Texto de la página:
El comienzo de mi biblioteca —y algunas de sus etapas intermedias— es un buen argumento para darle la razón a Edwards: la Patria, una parte importante de ella, a lo menos, son las tías. Para el caso que nos ocupa, aclaro, las hermanas de mi madre. Mi madre tuvo nueve hermanos, ocho mujeres y un varón. De todos ellos, conocí a siete mujeres y el varón —la otra niña falleció de pequeña. Cuando yo era chico, sólo una de mis tías estaba casada y sólo una de las solteras tenía su propia casa. El resto —cinco mujeres y el varón—, vivía con mi abuela, que ya no tenía marido (para mí, nunca lo tuvo). De mi tío, puedo decir que fui consciente de su crecimiento, porque lo vi ir a y terminar la escuela, hacer el servicio militar, empezar a trabajar; de mis tías sólo puedo decir que eran mujeres que andaban entre los veinte y los treinta, con toda la amplitud y variedad que expresan ambas décadas.

En esa casa había libros, no en la mía. En la mía estaba el diario, que mi padre leía todos los días, a la mañana, a la siesta, a la noche, y con el que me enseñó a leer cuando tenía cinco años. En la casa de mi abuela, en aquel primer tramo de los setenta, había todo tipo de libros, aunque no hubiese una biblioteca claramente organizada, un mueble tal, digamos, en algún rincón del living. Recuerdo perfectamente a mi tío sentado en un sillón leyendo El exorcista, de William Peter Blatty, o a una de mis tías acostada en el diván mientras leía Las sandalias del pescador, de Morris West, dos buenos ejemplos de los best sellers de aquellos tiempos. Otra tía era la propietaria de las obras completas de Federico García Lorca, editadas por Aguilar en papel biblia, que durante un tiempo sólo pude hojear y leer si ella se sentaba al lado mío y yo le demostraba mi cuidado por esas páginas tan livianas, que de nada se arrugaban y se podían romper. Dos de mis tías más jóvenes, por último, han quedado asociadas en mi recuerdo a los libros más modernos que había en la casa de mi abuela: los libros del boom latinoamericano y todo lo que vino después. Gabriel García Márquez, Mario Vargas Llosa y Julio Cortázar, más Jorge Amado y Manuel Puig, cinco nombres que entonces aprendí.

Instrucciones:
• a. ¿Concuerdan con el texto las afirmaciones (i) La madre de quien narra tuvo nueve hermanos; (ii) El padre enseñó a leer a quien narra con libros de la casa de la abuela; (iii) En la casa de la abuela había un mueble de biblioteca en un rincón del living? Responde sí o no a cada una y cita textualmente las palabras que lo deciden.
• b. Imprime sin cambios el fragmento del texto que va desde "El comienzo de" hasta "expresan ambas décadas.", ambos incluidos.
Las líneas que aparecen más abajo no hacen falta.

Material proporcionado:
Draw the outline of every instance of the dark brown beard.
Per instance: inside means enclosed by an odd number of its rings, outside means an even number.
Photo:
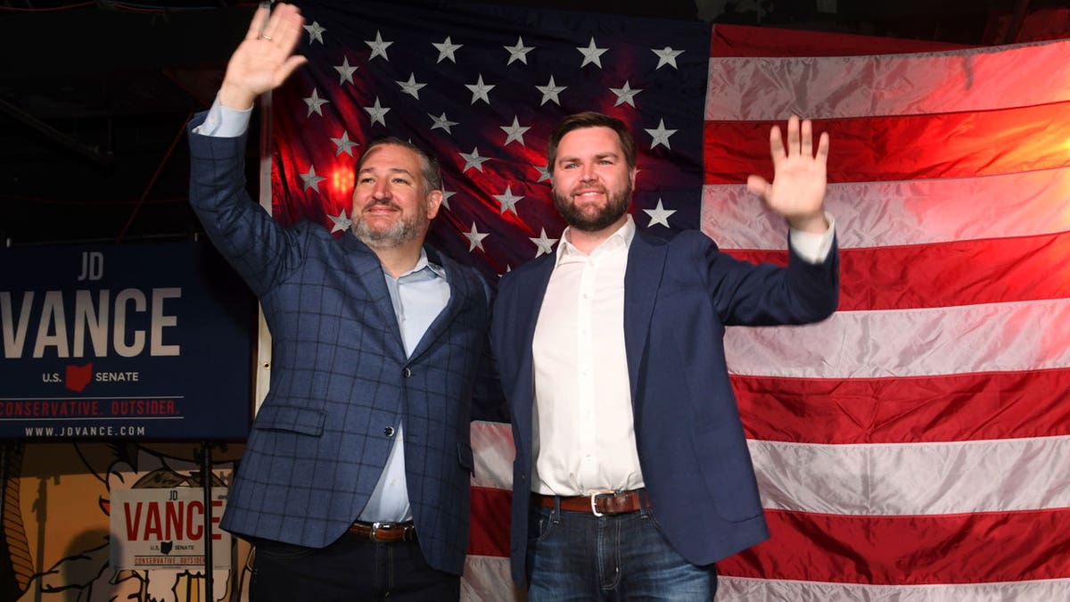
[[[556,190],[553,191],[553,206],[557,208],[557,213],[561,213],[570,227],[585,232],[596,232],[612,226],[628,212],[629,204],[631,204],[630,182],[620,193],[610,196],[609,202],[592,216],[579,211],[569,202],[567,196],[559,194]]]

Respuestas por tarea:
• a.
(i) Sí: «Mi madre tuvo nueve hermanos, ocho mujeres y un varón.»
(ii) No: «En la mía estaba el diario, que mi padre leía todos los días, a la mañana, a la siesta, a la noche, y con el que me enseñó a leer cuando tenía cinco años.»
(iii) No: «aunque no hubiese una biblioteca claramente organizada, un mueble tal, digamos, en algún rincón del living.»

• b.
El comienzo de mi biblioteca —y algunas de sus etapas intermedias— es un buen argumento para darle la razón a Edwards: la Patria, una parte importante de ella, a lo menos, son las tías. Para el caso que nos ocupa, aclaro, las hermanas de mi madre. Mi madre tuvo nueve hermanos, ocho mujeres y un varón. De todos ellos, conocí a siete mujeres y el varón —la otra niña falleció de pequeña. Cuando yo era chico, sólo una de mis tías estaba casada y sólo una de las solteras tenía su propia casa. El resto —cinco mujeres y el varón—, vivía con mi abuela, que ya no tenía marido (para mí, nunca lo tuvo). De mi tío, puedo decir que fui consciente de su crecimiento, porque lo vi ir a y terminar la escuela, hacer el servicio militar, empezar a trabajar; de mis tías sólo puedo decir que eran mujeres que andaban entre los veinte y los treinta, con toda la amplitud y variedad que expresan ambas décadas.